**Short exercise**
Repeat verbatim the lines from the one containing "Where can you see the dark" through the one containing "<point>563,74</point>", including both of those lines.

**Rows**

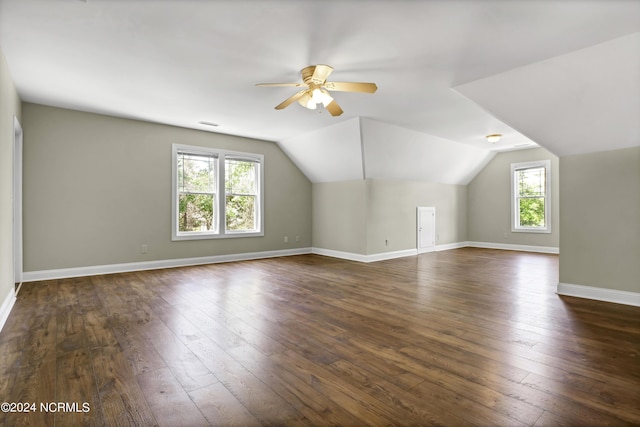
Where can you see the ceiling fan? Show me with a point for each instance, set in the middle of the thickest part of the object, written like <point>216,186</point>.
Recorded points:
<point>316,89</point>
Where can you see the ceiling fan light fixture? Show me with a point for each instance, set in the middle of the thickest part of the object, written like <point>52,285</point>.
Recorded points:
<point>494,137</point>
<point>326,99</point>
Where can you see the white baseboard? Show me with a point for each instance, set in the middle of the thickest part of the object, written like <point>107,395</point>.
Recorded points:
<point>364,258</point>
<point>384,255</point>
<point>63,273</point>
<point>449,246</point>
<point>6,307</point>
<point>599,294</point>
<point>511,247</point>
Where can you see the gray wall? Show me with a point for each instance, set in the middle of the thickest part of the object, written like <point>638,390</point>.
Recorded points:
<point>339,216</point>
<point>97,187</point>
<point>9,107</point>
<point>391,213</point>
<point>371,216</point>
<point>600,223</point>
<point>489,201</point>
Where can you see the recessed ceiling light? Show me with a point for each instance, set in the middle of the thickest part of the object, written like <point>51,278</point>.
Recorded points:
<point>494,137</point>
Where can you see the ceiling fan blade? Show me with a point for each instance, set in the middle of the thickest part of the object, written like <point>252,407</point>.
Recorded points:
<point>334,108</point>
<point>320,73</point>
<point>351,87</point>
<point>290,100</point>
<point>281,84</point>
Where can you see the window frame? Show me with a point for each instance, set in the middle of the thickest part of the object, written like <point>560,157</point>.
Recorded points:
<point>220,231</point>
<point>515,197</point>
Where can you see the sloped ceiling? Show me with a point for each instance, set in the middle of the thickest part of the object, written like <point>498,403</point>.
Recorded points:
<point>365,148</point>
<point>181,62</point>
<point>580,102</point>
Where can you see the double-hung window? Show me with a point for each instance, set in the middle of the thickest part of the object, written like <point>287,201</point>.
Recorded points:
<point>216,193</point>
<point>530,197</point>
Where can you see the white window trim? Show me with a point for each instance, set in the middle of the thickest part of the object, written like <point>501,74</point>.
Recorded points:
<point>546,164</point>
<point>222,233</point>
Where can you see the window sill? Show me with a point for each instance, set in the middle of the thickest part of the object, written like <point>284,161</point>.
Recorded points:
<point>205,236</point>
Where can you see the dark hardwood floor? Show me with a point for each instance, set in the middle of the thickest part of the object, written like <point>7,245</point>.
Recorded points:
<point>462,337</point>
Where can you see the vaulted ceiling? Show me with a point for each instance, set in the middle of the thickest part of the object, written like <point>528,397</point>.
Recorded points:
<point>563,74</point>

---

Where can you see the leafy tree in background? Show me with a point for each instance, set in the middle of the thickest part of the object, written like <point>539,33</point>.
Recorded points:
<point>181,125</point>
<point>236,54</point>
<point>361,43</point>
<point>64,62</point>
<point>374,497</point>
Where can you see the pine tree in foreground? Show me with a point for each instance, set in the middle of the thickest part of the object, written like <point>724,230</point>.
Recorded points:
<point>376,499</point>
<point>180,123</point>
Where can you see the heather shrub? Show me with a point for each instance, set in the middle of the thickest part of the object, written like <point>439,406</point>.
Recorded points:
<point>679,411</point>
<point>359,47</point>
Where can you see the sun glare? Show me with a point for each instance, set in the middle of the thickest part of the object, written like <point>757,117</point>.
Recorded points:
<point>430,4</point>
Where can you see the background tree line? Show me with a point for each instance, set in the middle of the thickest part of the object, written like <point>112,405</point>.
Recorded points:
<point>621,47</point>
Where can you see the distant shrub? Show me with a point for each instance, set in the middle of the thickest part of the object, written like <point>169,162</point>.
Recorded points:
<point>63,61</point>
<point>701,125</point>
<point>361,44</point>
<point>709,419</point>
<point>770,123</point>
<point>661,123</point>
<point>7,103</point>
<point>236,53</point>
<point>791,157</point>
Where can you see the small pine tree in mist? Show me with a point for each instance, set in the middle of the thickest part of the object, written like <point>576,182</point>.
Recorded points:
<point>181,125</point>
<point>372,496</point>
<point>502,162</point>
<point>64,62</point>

**Solution to the exercise**
Where can you see the dark hardwood floor? Show me with a point for each instance, set in the middle of the thickest part of the object, written like <point>7,245</point>.
Recorded points:
<point>462,337</point>
Where can you see the vaulted ceiling? Show me with a point for each instance, set in the middle of the thickest part of the object, written like <point>528,397</point>.
Recorded points:
<point>563,74</point>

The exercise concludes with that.